- WHAT NEEDS TO BE DONE -
Return every line of the material below unchanged, in the same order.

- SUPPLIED ENTRIES -

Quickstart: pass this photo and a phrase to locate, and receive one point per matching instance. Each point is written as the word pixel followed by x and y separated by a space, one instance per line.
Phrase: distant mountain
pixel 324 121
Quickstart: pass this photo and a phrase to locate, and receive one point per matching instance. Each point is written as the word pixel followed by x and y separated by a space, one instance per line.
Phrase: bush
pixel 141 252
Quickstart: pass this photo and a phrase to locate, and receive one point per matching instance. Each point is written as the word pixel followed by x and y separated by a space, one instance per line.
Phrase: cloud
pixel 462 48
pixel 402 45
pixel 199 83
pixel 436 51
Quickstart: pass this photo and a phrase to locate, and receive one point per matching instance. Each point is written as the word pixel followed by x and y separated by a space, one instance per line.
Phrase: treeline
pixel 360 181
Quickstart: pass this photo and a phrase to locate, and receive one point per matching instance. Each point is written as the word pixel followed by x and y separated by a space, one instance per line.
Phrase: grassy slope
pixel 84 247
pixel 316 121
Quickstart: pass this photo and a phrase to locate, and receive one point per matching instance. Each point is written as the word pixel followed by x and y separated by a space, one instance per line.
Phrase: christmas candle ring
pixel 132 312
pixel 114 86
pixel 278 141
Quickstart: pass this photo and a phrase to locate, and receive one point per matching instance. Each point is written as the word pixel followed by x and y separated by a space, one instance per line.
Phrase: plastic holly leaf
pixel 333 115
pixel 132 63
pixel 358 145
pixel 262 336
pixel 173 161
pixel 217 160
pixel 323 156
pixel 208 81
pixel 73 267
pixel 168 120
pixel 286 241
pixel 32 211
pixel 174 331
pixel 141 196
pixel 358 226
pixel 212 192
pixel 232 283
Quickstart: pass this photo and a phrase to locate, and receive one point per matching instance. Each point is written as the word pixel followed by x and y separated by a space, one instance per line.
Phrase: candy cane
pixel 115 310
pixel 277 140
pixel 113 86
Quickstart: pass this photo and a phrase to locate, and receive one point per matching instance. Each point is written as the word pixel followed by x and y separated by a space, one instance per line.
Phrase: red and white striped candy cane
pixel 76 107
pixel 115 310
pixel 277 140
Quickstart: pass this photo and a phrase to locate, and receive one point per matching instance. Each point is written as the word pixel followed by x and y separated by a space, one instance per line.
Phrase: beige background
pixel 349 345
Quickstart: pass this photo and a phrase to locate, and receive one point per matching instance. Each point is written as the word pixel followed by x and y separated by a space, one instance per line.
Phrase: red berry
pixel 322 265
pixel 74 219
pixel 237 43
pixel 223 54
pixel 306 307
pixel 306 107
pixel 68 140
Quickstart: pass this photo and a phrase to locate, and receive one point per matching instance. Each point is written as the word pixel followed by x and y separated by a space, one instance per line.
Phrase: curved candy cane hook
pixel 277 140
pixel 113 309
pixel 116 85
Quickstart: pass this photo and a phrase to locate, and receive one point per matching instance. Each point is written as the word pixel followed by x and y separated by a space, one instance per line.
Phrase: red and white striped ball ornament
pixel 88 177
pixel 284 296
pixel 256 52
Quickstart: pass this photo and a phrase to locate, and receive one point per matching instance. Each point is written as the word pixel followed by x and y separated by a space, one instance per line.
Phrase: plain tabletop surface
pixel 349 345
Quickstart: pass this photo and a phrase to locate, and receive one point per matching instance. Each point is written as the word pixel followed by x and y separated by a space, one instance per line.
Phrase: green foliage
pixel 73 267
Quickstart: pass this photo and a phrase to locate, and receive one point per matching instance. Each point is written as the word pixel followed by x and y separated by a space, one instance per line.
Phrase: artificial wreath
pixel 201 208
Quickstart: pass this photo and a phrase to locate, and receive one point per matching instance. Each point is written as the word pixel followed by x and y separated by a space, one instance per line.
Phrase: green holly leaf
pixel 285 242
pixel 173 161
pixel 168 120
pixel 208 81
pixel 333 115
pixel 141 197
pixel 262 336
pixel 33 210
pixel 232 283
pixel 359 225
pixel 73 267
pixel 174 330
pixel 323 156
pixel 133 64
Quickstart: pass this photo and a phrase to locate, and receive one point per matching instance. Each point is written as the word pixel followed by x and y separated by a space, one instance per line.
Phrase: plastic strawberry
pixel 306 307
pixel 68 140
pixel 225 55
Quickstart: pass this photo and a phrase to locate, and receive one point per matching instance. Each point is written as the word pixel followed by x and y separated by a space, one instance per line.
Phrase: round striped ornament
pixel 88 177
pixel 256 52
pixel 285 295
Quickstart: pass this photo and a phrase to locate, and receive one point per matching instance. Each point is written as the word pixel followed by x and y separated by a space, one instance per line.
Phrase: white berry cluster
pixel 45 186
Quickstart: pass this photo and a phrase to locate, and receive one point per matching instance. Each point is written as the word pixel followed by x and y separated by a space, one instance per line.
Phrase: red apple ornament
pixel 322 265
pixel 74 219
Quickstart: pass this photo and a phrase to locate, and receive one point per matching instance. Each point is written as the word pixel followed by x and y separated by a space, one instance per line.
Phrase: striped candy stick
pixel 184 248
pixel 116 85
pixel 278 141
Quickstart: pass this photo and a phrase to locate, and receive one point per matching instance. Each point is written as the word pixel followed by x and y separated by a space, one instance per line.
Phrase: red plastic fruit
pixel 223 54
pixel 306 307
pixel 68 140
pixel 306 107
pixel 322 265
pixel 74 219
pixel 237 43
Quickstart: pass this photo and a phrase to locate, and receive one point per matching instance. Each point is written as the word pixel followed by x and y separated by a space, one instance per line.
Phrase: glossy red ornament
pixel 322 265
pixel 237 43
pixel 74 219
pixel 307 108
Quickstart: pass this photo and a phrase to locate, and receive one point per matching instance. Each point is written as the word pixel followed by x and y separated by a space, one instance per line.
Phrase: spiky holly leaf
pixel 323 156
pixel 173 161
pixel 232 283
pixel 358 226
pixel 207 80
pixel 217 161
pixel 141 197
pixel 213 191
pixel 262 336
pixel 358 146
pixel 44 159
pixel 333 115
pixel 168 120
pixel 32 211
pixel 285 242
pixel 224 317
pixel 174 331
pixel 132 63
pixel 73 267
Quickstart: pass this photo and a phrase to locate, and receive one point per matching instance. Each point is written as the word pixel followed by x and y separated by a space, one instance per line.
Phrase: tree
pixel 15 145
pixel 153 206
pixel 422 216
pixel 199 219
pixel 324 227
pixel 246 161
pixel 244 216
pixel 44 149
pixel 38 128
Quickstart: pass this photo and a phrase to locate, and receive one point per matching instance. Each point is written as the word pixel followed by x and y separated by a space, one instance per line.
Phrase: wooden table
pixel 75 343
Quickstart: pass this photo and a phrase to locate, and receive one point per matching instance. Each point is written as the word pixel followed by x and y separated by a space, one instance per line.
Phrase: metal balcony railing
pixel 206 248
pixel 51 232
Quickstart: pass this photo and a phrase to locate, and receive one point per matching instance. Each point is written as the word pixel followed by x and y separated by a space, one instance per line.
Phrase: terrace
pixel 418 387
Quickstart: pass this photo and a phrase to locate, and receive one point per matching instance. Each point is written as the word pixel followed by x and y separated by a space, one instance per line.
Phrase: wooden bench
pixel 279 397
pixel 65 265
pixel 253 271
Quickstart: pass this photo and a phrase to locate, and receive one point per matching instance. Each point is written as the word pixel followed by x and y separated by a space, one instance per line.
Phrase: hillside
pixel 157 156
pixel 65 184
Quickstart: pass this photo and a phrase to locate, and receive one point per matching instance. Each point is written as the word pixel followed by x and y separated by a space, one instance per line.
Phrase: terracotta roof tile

- SOLUTION -
Quickstart: pass this photo and a phrase to locate, and receive one point per matching instance. Each point is written as the word pixel followed by x and y separated by a space, one instance per line.
Phrase: distant mountain
pixel 324 121
Quickstart: pass this photo and a phrase to locate, and receive one point per matching instance. Each point is written as the word pixel followed by x and y separated by a space, one instance per line.
Phrase: bush
pixel 141 252
Quickstart: pass this photo and a phrase to locate, and receive one point per matching instance. Each point is written as the word pixel followed by x and y separated by a space, one instance per line.
Phrase: cloud
pixel 462 48
pixel 402 45
pixel 199 83
pixel 436 51
Quickstart: pass this photo and a phrase to locate, and receive one point per matching instance. Each point is written as the word pixel followed by x and y separated by a space, one instance per line.
Phrase: treeline
pixel 360 181
Quickstart: pass this photo and a phrase to locate, and receive one point per matching instance. Each point is written as the word pixel followed by x and y separated by a space, one instance per line.
Phrase: grassy slope
pixel 84 247
pixel 316 121
Quickstart: pass this photo and a phrase to locate, and receive one point per matching instance. Each point is written as the word pixel followed by x and y separated by a space, one instance per line.
Phrase: christmas candle ring
pixel 132 312
pixel 114 86
pixel 278 141
Quickstart: pass this photo and a phrase to locate, and receive one point per matching instance. Each point is written as the word pixel followed by x and y separated by a space, one instance per line.
Phrase: plastic holly leaf
pixel 333 115
pixel 132 63
pixel 358 145
pixel 262 336
pixel 173 161
pixel 217 160
pixel 323 156
pixel 208 81
pixel 73 267
pixel 168 120
pixel 286 241
pixel 32 211
pixel 174 331
pixel 141 196
pixel 358 226
pixel 212 192
pixel 232 283
Quickstart: pass this photo and a phrase to locate, and receive one point per matching instance. Each point is written as the word pixel followed by x and y separated by a space, one instance per line.
Phrase: candy cane
pixel 115 310
pixel 277 140
pixel 113 86
Quickstart: pass this photo and a phrase to locate, and receive one point per matching instance. Each point is written as the word pixel followed by x and y separated by a space, one instance per line.
Phrase: red and white striped candy cane
pixel 76 107
pixel 115 310
pixel 277 140
Quickstart: pass this photo and a phrase to locate, and receive one point per matching instance. Each point is written as the word pixel followed by x and y separated by a space, one instance per line.
Phrase: beige background
pixel 349 345
Quickstart: pass this photo and a phrase to locate, and receive one point per matching instance. Each point is written as the word pixel followed by x and y separated by a space, one instance per line.
Phrase: red berry
pixel 322 265
pixel 74 219
pixel 237 43
pixel 223 54
pixel 306 307
pixel 306 107
pixel 68 140
Quickstart: pass this photo and a phrase to locate, and receive one point per matching instance. Each point is written as the word pixel followed by x and y separated by a space, one instance per line.
Phrase: curved candy cane hook
pixel 277 140
pixel 113 309
pixel 116 85
Quickstart: pass this photo and a phrase to locate, and receive one point per matching instance. Each point is written as the word pixel followed by x and y separated by a space, one instance per line.
Phrase: red and white striped ball ornament
pixel 88 177
pixel 284 296
pixel 256 52
Quickstart: pass this photo and a phrase to locate, and receive one point per matching instance. Each point is written as the word pixel followed by x and y separated by a space, one instance per line.
Phrase: plain tabletop surface
pixel 349 345
Quickstart: pass this photo and a phrase to locate, and receive one point per matching instance. Each point is written as the word pixel followed by x and y separated by a space, one instance per line.
Phrase: green foliage
pixel 73 267
Quickstart: pass this photo and a phrase to locate, and receive one point per matching instance. Each point is written as the word pixel followed by x and y separated by a space, one instance per line.
Phrase: artificial wreath
pixel 201 208
Quickstart: pass this photo and a phrase to locate, and receive one point per matching instance. Each point is written as the word pixel followed by x and y separated by a space, one instance per line.
Phrase: green holly leaf
pixel 285 242
pixel 173 161
pixel 168 120
pixel 208 81
pixel 333 115
pixel 141 197
pixel 262 336
pixel 33 210
pixel 232 283
pixel 359 225
pixel 73 267
pixel 174 330
pixel 323 156
pixel 133 64
Quickstart: pass this photo and a phrase to locate, and receive one point per matching instance. Each point is written as the word pixel followed by x and y separated by a space, one instance per line.
Phrase: plastic strawberry
pixel 306 307
pixel 68 140
pixel 225 55
Quickstart: pass this photo and a phrase to locate, and receive one point per matching instance. Each point is written as the word pixel followed by x and y separated by a space, one instance per line.
Phrase: round striped ornament
pixel 88 177
pixel 256 52
pixel 285 295
Quickstart: pass this photo and a phrase to locate, and receive one point per matching instance. Each point is written as the word pixel followed by x and y separated by a space, one instance per line.
Phrase: white berry cluster
pixel 45 186
Quickstart: pass this photo and a phrase to locate, and receive one point per matching instance. Each point is written as the word pixel followed by x and y separated by a space, one instance per line.
Phrase: red apple ornament
pixel 322 265
pixel 74 219
Quickstart: pass this photo and a phrase to locate, and receive one point per matching instance. Each point is written as the word pixel followed by x and y separated by a space, one instance per line.
Phrase: striped candy stick
pixel 184 248
pixel 116 85
pixel 278 141
Quickstart: pass this photo and a phrase to locate, and receive one point per matching instance. Each point is written as the word pixel followed by x and y separated by a space, one instance per line.
Phrase: red plastic fruit
pixel 223 54
pixel 306 307
pixel 68 140
pixel 306 107
pixel 322 265
pixel 74 219
pixel 237 43
Quickstart: pass this photo and a phrase to locate, and receive one point per matching instance. Each point is written as the word pixel followed by x and y separated by a space, one instance per line.
Phrase: glossy red ornament
pixel 322 265
pixel 237 43
pixel 74 219
pixel 307 108
Quickstart: pass this photo and a phrase to locate, and receive one point per matching instance. Each point is written as the word pixel followed by x and y separated by a space, one instance per line.
Phrase: spiky holly leaf
pixel 323 156
pixel 173 161
pixel 232 283
pixel 358 226
pixel 207 80
pixel 217 161
pixel 141 197
pixel 213 191
pixel 262 336
pixel 358 146
pixel 44 159
pixel 333 115
pixel 168 120
pixel 32 211
pixel 285 242
pixel 224 317
pixel 174 331
pixel 132 63
pixel 73 267
Quickstart: pass this photo and a phrase to locate, and receive one point per matching instance. Each point is written as the word pixel followed by x and y separated by a space, one instance per line.
Phrase: tree
pixel 15 145
pixel 153 206
pixel 422 216
pixel 199 219
pixel 324 227
pixel 246 161
pixel 244 216
pixel 44 149
pixel 38 128
Quickstart: pass this photo and a phrase to locate, and receive one point per matching instance. Each point is written as the word pixel followed by x and y separated by a space, one instance per line.
Phrase: wooden table
pixel 75 343
Quickstart: pass this photo and a phrase to locate, and receive one point per matching instance. Each point is written as the word pixel followed by x and y separated by a space, one instance per line.
Phrase: metal balcony railing
pixel 206 248
pixel 51 232
Quickstart: pass this photo and a phrase to locate, and receive one point per matching instance. Each point is written as the word pixel followed by x and y separated by a space, one instance per line.
Phrase: terrace
pixel 418 387
Quickstart: pass this photo and a phrase to locate, and receive one point per matching instance. Each point is written as the word pixel followed by x and y separated by a space, one instance per line.
Phrase: wooden bench
pixel 279 397
pixel 65 265
pixel 253 271
Quickstart: pass this photo and a phrase to locate, and receive one point per matching instance. Each point is written as the word pixel followed by x and y separated by a space, one instance per line.
Phrase: hillside
pixel 157 156
pixel 65 184
Quickstart: pass this photo and a phrase to locate, and receive one point per matching instance. Each point is written as the word pixel followed by x and y separated by a space, one instance per line.
Phrase: terracotta roof tile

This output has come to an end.